==== Data listing ====

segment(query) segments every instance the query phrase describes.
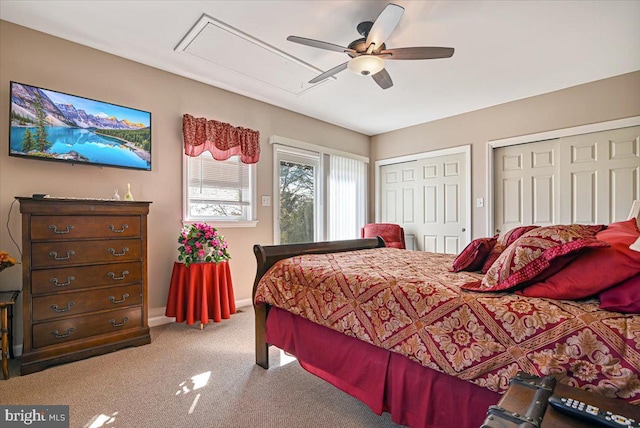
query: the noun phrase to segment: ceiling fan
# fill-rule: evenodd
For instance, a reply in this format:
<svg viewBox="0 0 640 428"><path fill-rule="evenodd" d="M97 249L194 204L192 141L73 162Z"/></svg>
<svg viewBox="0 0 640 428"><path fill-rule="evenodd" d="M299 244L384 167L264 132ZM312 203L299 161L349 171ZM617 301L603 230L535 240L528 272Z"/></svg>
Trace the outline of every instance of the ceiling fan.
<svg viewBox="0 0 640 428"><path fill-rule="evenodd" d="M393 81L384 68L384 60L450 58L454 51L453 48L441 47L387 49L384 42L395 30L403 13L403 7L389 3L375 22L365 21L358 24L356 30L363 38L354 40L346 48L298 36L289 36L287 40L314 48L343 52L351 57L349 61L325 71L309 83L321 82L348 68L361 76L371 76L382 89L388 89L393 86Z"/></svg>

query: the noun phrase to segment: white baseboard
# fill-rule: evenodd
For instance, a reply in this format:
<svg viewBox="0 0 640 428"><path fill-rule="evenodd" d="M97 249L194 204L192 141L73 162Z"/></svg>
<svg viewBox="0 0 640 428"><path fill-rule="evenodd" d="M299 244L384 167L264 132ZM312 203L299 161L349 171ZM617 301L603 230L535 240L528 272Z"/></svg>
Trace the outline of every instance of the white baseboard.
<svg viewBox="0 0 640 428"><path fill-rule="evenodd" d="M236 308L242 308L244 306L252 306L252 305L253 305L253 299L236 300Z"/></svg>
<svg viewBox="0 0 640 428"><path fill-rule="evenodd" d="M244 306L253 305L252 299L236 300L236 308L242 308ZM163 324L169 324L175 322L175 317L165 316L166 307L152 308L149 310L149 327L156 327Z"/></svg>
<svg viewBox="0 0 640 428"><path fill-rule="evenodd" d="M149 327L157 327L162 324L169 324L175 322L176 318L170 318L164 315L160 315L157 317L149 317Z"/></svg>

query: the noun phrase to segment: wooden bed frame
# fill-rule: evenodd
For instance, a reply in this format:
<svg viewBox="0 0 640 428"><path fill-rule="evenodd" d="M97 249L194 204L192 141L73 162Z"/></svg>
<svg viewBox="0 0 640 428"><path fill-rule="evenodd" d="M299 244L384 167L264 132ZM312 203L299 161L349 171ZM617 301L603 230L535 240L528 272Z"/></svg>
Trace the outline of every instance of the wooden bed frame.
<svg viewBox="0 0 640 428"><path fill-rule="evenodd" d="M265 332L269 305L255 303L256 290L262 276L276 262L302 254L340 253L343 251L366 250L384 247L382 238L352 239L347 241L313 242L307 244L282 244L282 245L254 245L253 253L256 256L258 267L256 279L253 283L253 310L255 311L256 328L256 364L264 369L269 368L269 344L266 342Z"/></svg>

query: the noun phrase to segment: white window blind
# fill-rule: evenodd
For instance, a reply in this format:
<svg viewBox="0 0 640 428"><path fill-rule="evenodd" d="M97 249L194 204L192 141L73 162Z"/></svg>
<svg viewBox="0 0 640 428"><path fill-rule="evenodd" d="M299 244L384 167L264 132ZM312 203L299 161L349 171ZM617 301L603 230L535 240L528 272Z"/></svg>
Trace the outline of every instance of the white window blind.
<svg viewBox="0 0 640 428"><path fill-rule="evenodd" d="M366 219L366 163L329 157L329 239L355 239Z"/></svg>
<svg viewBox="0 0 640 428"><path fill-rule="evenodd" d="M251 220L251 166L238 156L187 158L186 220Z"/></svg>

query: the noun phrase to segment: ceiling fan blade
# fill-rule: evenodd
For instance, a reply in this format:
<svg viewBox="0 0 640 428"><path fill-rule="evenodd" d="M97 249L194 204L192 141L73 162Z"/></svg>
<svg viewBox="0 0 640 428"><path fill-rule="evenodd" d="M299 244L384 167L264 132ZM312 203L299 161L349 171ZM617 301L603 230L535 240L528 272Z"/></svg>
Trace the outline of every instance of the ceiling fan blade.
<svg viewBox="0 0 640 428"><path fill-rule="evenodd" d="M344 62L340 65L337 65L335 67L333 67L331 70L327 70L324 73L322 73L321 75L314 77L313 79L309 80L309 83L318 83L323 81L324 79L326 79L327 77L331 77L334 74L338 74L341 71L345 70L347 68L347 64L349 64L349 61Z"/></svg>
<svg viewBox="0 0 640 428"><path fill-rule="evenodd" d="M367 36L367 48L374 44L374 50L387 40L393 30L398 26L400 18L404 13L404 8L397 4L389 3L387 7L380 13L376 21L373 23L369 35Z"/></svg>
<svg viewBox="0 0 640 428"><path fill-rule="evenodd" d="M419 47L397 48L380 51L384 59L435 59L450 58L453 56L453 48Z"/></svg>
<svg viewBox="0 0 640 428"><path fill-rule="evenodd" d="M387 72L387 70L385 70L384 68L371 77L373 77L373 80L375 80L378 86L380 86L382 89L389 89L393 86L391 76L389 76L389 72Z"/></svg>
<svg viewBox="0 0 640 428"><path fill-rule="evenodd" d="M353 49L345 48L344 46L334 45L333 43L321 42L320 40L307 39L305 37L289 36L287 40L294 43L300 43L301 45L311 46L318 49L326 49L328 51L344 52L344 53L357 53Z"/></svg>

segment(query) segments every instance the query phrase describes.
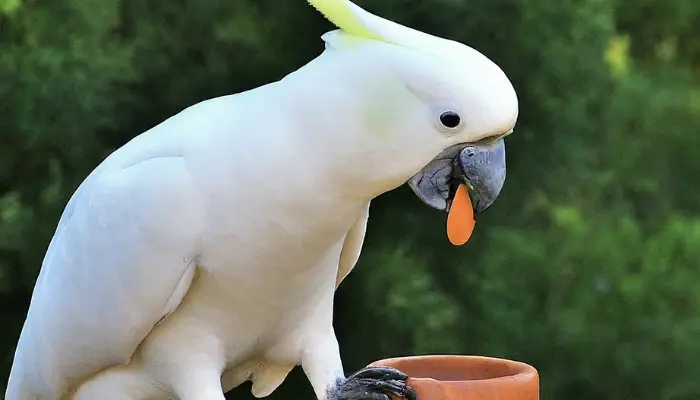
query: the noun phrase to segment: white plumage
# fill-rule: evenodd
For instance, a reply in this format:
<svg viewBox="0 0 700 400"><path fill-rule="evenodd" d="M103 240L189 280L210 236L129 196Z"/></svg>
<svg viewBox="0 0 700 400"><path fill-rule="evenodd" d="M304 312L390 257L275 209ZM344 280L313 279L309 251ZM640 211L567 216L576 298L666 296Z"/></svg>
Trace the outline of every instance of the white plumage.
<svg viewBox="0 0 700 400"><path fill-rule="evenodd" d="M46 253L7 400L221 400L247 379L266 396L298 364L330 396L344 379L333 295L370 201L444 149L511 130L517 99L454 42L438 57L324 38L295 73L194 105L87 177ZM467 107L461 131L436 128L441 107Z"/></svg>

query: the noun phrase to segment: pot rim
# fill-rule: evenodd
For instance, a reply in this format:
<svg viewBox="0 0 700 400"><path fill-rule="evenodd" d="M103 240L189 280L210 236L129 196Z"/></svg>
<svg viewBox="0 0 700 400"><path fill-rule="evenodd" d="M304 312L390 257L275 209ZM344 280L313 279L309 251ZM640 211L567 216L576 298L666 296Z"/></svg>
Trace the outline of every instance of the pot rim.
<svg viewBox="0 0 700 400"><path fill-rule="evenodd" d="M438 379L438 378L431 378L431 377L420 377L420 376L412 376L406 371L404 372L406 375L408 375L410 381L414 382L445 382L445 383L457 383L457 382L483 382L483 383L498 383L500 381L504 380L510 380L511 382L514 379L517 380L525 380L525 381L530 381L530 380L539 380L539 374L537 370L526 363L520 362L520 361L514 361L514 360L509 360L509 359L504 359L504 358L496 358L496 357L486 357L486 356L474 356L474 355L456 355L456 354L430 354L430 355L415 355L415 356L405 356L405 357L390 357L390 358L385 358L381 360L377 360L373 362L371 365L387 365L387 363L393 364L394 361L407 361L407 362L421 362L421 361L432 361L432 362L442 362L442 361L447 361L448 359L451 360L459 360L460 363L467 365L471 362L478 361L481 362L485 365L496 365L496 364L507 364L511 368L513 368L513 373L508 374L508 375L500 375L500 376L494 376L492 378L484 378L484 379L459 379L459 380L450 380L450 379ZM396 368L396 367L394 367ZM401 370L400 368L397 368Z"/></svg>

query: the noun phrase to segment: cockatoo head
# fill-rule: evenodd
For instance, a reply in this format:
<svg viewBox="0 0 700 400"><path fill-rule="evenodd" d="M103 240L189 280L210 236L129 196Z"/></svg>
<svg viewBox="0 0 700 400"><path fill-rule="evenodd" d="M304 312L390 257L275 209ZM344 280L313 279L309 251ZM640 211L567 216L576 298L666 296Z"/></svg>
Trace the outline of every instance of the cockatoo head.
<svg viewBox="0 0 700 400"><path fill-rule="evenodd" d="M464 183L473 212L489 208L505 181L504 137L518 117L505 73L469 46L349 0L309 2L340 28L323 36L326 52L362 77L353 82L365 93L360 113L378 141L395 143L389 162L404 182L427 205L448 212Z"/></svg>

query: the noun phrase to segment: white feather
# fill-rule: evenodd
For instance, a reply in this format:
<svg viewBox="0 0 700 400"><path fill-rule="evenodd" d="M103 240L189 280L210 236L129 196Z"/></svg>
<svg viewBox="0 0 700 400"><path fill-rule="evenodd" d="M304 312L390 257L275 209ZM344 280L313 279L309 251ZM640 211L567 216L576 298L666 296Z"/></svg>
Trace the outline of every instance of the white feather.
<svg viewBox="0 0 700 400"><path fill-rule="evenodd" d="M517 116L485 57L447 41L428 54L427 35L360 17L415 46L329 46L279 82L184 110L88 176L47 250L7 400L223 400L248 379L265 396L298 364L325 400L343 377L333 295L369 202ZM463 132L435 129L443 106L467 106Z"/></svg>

====

A single number is the answer here: how many lines above carry the string "segment"?

Output for this exercise: 11